=== Problem statement ===
Transcribe the data below verbatim from the line with "Put a marker on each instance of the white paper" to the line with "Put a marker on each instance of the white wall". Include both of those lines.
::: Source information :::
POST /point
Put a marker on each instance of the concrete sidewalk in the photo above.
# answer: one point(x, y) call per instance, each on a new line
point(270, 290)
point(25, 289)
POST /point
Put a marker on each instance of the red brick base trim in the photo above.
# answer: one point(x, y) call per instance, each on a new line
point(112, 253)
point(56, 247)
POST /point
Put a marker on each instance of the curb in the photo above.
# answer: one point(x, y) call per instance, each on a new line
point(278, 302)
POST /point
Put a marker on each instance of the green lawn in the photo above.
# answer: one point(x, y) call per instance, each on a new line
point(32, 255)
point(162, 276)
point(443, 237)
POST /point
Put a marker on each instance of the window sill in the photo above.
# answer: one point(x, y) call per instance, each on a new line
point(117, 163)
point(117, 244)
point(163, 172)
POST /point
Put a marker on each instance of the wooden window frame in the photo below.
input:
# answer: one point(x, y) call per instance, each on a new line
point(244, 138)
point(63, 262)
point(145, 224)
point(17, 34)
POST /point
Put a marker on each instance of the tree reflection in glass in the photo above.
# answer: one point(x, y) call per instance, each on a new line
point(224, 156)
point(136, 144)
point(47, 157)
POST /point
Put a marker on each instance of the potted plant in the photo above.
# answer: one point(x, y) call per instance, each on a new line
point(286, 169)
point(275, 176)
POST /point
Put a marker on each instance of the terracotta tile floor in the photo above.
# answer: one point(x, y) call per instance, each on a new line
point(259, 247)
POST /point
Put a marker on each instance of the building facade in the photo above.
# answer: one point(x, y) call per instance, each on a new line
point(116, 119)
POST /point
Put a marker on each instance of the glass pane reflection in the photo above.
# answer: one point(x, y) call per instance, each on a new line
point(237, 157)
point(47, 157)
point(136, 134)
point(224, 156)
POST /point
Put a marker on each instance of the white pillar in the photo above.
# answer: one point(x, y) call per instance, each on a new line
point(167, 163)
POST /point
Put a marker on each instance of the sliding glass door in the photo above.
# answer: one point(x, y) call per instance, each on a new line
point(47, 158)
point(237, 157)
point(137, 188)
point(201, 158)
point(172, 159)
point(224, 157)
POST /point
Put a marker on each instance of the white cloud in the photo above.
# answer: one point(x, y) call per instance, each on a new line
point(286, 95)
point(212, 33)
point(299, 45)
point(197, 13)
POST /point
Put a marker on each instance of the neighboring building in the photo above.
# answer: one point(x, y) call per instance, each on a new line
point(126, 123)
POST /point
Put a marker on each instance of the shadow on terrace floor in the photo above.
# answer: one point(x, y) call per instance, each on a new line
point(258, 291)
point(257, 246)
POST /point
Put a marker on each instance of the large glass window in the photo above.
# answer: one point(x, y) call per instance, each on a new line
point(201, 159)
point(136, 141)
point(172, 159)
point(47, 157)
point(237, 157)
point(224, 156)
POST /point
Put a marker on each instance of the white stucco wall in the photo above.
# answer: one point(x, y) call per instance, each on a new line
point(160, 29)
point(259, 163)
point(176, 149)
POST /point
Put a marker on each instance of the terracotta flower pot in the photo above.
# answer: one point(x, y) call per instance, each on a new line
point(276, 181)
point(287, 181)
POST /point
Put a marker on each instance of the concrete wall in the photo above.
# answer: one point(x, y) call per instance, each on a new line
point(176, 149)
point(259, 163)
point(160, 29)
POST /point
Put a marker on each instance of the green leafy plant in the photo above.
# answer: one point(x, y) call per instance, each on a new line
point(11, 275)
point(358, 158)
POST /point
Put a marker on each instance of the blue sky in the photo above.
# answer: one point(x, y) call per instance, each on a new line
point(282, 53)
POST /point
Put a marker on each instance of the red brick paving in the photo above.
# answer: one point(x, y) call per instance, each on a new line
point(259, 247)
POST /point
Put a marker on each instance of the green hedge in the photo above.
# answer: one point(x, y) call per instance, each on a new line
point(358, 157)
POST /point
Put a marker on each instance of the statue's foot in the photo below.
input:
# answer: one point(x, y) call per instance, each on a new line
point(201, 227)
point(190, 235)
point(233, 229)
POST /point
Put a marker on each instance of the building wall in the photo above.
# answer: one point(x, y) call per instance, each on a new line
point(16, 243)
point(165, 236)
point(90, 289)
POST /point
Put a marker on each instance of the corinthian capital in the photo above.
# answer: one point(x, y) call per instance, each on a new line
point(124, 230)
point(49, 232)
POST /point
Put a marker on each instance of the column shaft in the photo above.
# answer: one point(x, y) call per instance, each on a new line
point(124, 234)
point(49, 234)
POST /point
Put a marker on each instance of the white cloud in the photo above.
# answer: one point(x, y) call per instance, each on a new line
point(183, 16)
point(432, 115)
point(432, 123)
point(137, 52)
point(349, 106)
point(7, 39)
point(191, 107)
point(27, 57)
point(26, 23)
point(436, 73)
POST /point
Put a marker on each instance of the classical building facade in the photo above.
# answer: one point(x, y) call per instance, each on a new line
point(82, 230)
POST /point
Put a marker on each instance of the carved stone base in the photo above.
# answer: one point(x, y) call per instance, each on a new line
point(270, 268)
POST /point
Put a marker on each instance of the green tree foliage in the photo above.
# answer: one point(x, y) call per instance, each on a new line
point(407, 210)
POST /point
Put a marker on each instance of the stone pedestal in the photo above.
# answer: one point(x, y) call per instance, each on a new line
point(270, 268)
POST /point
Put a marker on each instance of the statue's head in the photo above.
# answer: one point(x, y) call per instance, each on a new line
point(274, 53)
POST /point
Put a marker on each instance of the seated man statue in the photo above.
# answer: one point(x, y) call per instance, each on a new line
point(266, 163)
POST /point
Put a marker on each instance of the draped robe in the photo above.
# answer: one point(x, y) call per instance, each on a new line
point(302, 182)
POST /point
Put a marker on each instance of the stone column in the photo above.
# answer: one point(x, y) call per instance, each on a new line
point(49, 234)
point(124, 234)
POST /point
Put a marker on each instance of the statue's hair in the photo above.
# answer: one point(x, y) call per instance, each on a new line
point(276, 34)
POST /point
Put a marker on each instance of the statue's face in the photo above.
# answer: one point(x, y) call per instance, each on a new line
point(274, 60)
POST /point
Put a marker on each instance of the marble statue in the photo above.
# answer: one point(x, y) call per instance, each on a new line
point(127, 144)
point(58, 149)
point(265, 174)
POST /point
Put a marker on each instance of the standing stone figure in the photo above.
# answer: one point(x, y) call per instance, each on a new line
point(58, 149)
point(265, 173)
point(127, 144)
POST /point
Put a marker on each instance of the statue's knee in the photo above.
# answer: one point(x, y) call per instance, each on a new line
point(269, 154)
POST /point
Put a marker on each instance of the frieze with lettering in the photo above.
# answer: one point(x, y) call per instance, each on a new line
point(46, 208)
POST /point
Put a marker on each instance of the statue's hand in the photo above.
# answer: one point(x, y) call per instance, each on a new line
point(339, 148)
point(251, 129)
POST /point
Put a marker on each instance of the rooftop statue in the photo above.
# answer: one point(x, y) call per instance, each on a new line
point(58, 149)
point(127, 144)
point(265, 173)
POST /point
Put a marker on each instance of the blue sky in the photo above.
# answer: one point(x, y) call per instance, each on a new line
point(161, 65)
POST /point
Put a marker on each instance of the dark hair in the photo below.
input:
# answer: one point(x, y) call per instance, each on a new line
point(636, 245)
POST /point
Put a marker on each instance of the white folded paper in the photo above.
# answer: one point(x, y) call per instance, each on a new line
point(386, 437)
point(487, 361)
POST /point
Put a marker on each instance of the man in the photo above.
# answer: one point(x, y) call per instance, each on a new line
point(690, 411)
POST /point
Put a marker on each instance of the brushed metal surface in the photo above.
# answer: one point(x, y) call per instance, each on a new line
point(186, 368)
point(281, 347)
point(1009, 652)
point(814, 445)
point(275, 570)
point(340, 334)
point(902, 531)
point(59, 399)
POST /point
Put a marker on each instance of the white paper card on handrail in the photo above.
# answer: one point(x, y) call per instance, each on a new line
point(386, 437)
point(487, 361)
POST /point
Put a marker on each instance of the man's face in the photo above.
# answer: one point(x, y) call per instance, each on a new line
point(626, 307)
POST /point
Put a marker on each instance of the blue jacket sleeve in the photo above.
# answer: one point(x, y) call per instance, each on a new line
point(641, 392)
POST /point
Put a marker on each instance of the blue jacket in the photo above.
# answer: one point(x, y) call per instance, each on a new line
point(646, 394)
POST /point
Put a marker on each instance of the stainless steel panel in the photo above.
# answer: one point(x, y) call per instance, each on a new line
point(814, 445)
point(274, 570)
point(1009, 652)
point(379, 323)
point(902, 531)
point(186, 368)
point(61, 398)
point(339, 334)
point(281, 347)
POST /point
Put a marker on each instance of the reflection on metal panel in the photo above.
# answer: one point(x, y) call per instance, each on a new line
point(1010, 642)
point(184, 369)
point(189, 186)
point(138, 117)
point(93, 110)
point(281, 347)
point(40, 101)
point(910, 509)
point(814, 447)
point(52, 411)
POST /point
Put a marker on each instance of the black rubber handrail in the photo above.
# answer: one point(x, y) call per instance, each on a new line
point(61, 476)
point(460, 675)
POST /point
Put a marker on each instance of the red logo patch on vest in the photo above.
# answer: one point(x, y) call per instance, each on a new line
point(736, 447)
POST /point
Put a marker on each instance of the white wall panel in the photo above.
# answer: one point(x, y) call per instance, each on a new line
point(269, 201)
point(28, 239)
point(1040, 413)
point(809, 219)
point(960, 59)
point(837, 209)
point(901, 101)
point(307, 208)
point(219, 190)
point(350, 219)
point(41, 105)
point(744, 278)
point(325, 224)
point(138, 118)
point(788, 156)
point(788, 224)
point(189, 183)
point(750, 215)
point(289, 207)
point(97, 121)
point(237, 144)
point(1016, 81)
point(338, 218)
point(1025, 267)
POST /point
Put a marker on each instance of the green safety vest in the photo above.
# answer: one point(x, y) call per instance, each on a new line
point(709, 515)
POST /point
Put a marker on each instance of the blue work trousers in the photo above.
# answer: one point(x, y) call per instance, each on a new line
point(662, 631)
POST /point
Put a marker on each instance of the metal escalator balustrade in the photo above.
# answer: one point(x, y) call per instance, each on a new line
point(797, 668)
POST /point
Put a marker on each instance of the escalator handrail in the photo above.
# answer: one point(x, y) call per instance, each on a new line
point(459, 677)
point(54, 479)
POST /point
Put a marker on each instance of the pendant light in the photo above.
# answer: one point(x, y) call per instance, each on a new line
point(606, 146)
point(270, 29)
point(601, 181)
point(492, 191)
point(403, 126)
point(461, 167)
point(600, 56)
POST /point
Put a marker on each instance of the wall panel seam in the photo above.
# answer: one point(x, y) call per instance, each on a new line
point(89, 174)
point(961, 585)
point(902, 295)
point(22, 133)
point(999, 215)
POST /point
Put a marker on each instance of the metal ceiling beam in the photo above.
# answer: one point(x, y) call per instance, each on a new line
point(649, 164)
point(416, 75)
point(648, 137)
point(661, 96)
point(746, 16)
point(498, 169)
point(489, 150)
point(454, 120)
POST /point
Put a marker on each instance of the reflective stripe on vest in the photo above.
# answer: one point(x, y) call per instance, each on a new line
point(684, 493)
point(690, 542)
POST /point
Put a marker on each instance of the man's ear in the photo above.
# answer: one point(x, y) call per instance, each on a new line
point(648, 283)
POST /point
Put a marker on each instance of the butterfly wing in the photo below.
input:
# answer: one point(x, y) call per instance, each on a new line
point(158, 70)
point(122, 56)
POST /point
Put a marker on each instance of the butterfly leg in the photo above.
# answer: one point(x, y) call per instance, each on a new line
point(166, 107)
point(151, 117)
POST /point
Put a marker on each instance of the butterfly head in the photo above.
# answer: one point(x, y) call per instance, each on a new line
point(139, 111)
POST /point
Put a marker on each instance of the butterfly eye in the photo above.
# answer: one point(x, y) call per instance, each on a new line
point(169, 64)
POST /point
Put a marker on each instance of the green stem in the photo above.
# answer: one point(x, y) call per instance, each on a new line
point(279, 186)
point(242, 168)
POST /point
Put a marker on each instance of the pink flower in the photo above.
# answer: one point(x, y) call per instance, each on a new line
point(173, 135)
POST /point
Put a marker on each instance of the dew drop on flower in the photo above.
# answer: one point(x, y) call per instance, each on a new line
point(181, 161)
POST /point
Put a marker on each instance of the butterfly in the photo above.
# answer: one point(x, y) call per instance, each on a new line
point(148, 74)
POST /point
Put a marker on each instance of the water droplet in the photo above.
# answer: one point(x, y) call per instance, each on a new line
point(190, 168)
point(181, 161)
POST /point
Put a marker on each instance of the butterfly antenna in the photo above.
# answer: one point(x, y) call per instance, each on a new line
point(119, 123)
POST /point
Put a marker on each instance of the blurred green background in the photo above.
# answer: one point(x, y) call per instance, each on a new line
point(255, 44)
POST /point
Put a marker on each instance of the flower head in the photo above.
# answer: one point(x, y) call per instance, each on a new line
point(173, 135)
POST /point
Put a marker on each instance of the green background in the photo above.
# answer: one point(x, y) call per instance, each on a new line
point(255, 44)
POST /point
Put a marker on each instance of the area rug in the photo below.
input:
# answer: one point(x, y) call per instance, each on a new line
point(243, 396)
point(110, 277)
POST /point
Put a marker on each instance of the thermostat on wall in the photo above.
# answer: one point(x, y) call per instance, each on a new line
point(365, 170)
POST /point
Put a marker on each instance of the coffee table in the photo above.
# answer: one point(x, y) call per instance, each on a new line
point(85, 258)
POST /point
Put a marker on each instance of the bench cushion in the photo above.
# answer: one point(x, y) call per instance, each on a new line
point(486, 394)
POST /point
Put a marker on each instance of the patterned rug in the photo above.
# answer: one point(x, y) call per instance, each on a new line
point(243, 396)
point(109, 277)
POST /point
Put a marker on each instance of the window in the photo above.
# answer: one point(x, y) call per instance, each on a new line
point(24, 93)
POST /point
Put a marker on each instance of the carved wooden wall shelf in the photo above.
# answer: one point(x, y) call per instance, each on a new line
:::
=== Result of this exercise ===
Put a marker on each instance of the white paper card on handrail in the photo above.
# answer: one point(x, y) call per instance, each on a new line
point(386, 437)
point(487, 361)
POST /point
Put a marker on each instance of the man's face in the photo above.
# answer: one point(x, y) call per instance, each on a new line
point(626, 307)
POST /point
Put a marker on each instance of the blue jacket sleeve in the photo above.
# answer: one point(x, y) call per instance, each on a new line
point(641, 392)
POST /point
Put a marker on each instance of the blue jacket in the photo above.
# answer: one point(x, y) call per instance, each on a new line
point(646, 394)
POST /point
Put a marker on each instance of the stainless steel panel in the photo above.
# answer: one point(x, y) call per instance, each on a new line
point(814, 445)
point(274, 570)
point(1009, 652)
point(379, 323)
point(902, 531)
point(186, 368)
point(61, 398)
point(339, 334)
point(281, 347)
POST /point
Put a marker on each instance of the reflection on metal panel in the photo above.
# answer: one point(x, y) call per instance, each on a new line
point(1010, 642)
point(184, 369)
point(189, 186)
point(138, 117)
point(93, 110)
point(281, 347)
point(40, 101)
point(910, 509)
point(814, 447)
point(52, 411)
POST /point
Put a marker on each instance of the black rubber handrail in the photo above.
# answer: one point(x, y) call per instance, each on a new line
point(61, 476)
point(460, 675)
POST /point
Put a marker on each instance of the red logo patch on vest in the photo above.
# answer: one point(x, y) call per instance, each on a new line
point(736, 447)
POST /point
Put a marker on each instance of the white wall panel in the photo above.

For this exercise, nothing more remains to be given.